> Questions to answer:
• 1. Using the CD methods text, decide whether each statement agrees with it: (a) The peptide CD spectra in SDS micelles were recorded at 25°C. (b) Each CD spectrum shown comes from a single scan. (c) Values of P<0.01 were taken as statistically significant. Answer yes or no for each and quote the words of the text that decide it.
• 2. Answer these questions from the CD methods text:
(a) What buffer kept the pH at 6.5?
(b) Which post hoc test went with the analysis of variance?
(c) What was the path length of the quartz cuvette?
• 3. Write what follows the final sentence of the CD methods text.

CD experiments of the peptides were performed using a 720-Jasco spectropolarimeter (Tokyo, JP) and a 1-mm-path-length quartz cuvette. The CD spectra of the peptides in the SDS micellar solution were recorded using a H2O solution containing 40 μM peptide and SDS micelle at a concentration of 2.8 mM (25°C). In all cases, 25 mM NaH2PO4/Na2HPO4 buffer was used to maintain the pH at 6.5. The CD spectra presented are the average of 5 accumulations from 190 to 250 nm, which were recorded with a bandwidth of 1 nm and a scanning speed of 20 nm/min. During all of the measurements, the trace of the high-tension voltage remained less than 700 V, which should ensure the reliability of the obtained data [21]. Baselines of either solvent or micellar solutions without peptide were subtracted from each respective sample to yield the contribution of the sample. The secondary structure composition was estimated using the DICHROWEB web server [22], [23] with the following algorithms: CONTINLL, involving 2 different reference data sets, and K2d [23].

Data analysis

All of the data are reported as the mean ± SE. A statistical ANOVA analysis was performed using an analysis of variance with the Bonferroni post hoc test. Values of P<0.05 were considered to be statistically significant and are marked with an asterisk (*).

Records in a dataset
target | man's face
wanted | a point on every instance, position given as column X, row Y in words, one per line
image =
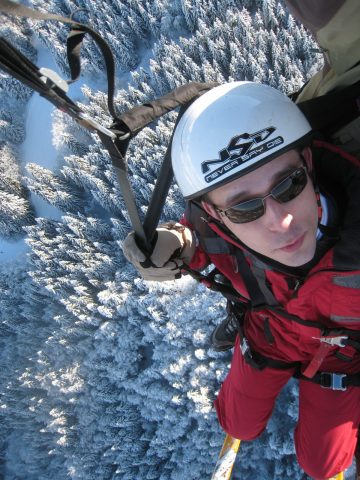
column 286, row 232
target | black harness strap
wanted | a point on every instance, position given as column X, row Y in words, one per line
column 334, row 381
column 116, row 138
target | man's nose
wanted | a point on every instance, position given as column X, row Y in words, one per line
column 277, row 217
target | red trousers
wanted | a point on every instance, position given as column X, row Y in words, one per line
column 328, row 424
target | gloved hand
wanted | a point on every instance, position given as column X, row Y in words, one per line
column 175, row 245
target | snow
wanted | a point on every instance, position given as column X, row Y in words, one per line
column 117, row 365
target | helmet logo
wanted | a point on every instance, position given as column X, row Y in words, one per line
column 240, row 149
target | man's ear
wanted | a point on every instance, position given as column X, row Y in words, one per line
column 307, row 156
column 210, row 210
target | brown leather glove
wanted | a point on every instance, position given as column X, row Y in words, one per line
column 175, row 245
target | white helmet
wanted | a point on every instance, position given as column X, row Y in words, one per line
column 231, row 130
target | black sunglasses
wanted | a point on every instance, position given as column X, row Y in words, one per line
column 250, row 210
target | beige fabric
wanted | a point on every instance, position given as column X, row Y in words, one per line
column 175, row 246
column 340, row 40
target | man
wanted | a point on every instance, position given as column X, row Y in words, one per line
column 279, row 218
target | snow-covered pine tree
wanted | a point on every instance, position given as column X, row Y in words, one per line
column 124, row 375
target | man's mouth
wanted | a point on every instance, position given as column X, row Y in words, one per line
column 293, row 245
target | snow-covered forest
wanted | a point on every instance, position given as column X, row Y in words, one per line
column 103, row 375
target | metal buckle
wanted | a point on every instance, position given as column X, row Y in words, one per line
column 336, row 381
column 339, row 341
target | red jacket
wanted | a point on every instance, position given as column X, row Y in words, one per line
column 302, row 306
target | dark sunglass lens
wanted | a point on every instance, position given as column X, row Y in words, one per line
column 246, row 211
column 290, row 187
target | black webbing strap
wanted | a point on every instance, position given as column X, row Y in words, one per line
column 74, row 42
column 333, row 381
column 126, row 126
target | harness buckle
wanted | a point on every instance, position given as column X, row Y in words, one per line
column 338, row 341
column 334, row 381
column 245, row 348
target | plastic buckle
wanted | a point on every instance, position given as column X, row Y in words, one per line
column 335, row 381
column 245, row 348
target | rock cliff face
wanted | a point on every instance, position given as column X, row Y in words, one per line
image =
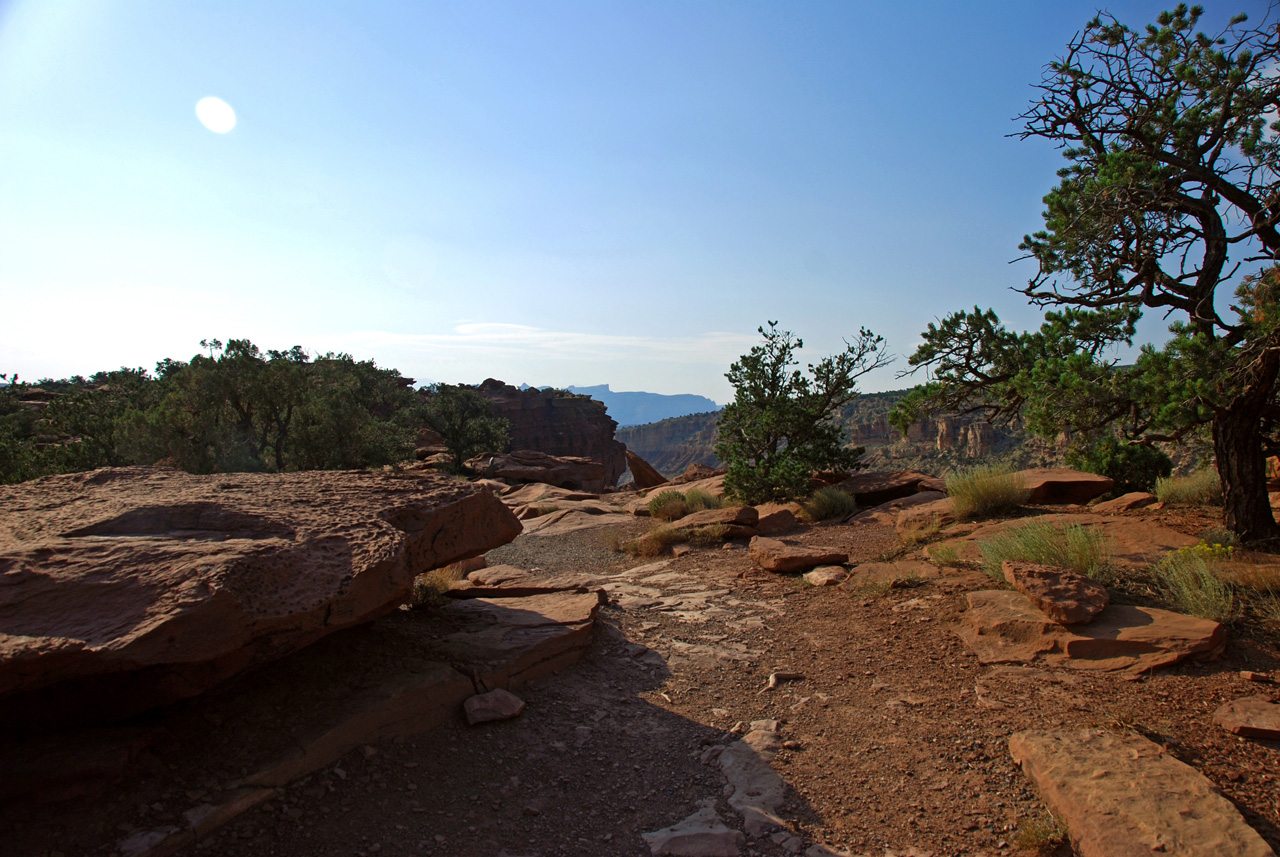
column 671, row 445
column 558, row 424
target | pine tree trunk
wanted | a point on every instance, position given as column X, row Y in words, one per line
column 1242, row 468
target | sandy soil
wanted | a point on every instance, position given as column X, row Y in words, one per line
column 895, row 737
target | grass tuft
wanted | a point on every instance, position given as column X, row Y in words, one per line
column 986, row 491
column 668, row 505
column 1189, row 580
column 429, row 587
column 1201, row 487
column 1079, row 549
column 828, row 503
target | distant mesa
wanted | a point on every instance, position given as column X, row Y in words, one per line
column 640, row 408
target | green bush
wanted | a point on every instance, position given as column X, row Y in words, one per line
column 1189, row 580
column 986, row 491
column 828, row 503
column 1201, row 487
column 1133, row 467
column 1079, row 549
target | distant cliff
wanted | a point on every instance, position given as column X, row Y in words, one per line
column 558, row 424
column 640, row 408
column 937, row 444
column 671, row 445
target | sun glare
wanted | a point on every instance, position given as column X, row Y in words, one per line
column 215, row 114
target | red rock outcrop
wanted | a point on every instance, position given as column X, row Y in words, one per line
column 558, row 424
column 127, row 589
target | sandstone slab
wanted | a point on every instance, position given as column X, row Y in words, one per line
column 1123, row 796
column 135, row 587
column 1253, row 716
column 702, row 834
column 494, row 705
column 775, row 555
column 571, row 472
column 1060, row 594
column 1002, row 627
column 935, row 513
column 1124, row 503
column 1063, row 485
column 511, row 582
column 874, row 487
column 506, row 642
column 826, row 576
column 643, row 473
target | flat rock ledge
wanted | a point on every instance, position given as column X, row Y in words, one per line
column 1253, row 716
column 1060, row 594
column 1002, row 627
column 775, row 555
column 1123, row 796
column 129, row 589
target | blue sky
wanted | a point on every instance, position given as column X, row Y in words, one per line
column 551, row 193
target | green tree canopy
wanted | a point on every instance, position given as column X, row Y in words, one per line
column 1170, row 200
column 780, row 427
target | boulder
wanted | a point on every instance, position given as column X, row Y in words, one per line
column 1061, row 595
column 1002, row 627
column 571, row 472
column 702, row 834
column 1063, row 485
column 1121, row 796
column 129, row 589
column 560, row 424
column 775, row 555
column 874, row 487
column 775, row 518
column 1253, row 716
column 935, row 513
column 643, row 472
column 494, row 705
column 1124, row 503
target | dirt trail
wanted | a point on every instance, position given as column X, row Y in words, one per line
column 894, row 739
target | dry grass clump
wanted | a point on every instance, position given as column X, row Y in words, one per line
column 1080, row 549
column 673, row 505
column 986, row 491
column 1189, row 580
column 1201, row 487
column 828, row 503
column 1041, row 837
column 429, row 587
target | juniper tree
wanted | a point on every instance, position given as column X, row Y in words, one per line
column 1169, row 201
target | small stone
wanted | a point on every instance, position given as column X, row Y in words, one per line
column 494, row 705
column 1255, row 716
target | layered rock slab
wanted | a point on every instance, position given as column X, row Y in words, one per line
column 127, row 589
column 1123, row 796
column 775, row 555
column 1064, row 596
column 1252, row 716
column 1002, row 627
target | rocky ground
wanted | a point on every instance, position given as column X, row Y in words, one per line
column 891, row 737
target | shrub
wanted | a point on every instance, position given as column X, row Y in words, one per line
column 1201, row 487
column 1079, row 549
column 1189, row 580
column 1133, row 467
column 668, row 505
column 986, row 491
column 830, row 503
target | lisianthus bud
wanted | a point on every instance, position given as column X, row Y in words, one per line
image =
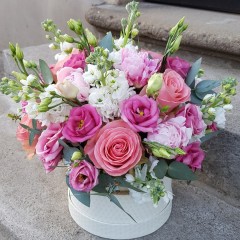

> Answers to the exercises:
• 1.
(a) Yes: "SDS micelle at a concentration of 2.8 mM (25°C)"
(b) No: "The CD spectra presented are the average of 5 accumulations"
(c) No: "Values of P<0.05 were considered to be statistically significant"

• 2.
(a) 25 mM NaH2PO4/Na2HPO4 buffer
(b) The Bonferroni post hoc test
(c) 1 mm

• 3.
Results and Discussion

1. Circular dichroism

Circular dichroism is a suitable and rapid approach to provide information about the secondary structural features of peptides such as obestatin in solution [24]. First, the influence of SDS micelles on the secondary structure of the different peptides was studied. A preliminary scanning of the conformational preferences of the peptides was performed in 25 mM PBS and in an SDS micelle solution. SDS was adopted based on the works of Schwyzer, who hypothesized that previous contact with the membrane is essential for the peptide to adopt the proper conformation to further interact with its receptor [25].

As shown in Figure S1, the CD spectra of the peptides (40 μM) suggested that random coil conformations were prevalent in PBS, whereas the spectra recorded in the micelle solution indicated the presence of a certain amount of α-helical structure (Figure S2). Both human (1) and mouse obestatin (6) exhibited similar tendencies (Figure S3).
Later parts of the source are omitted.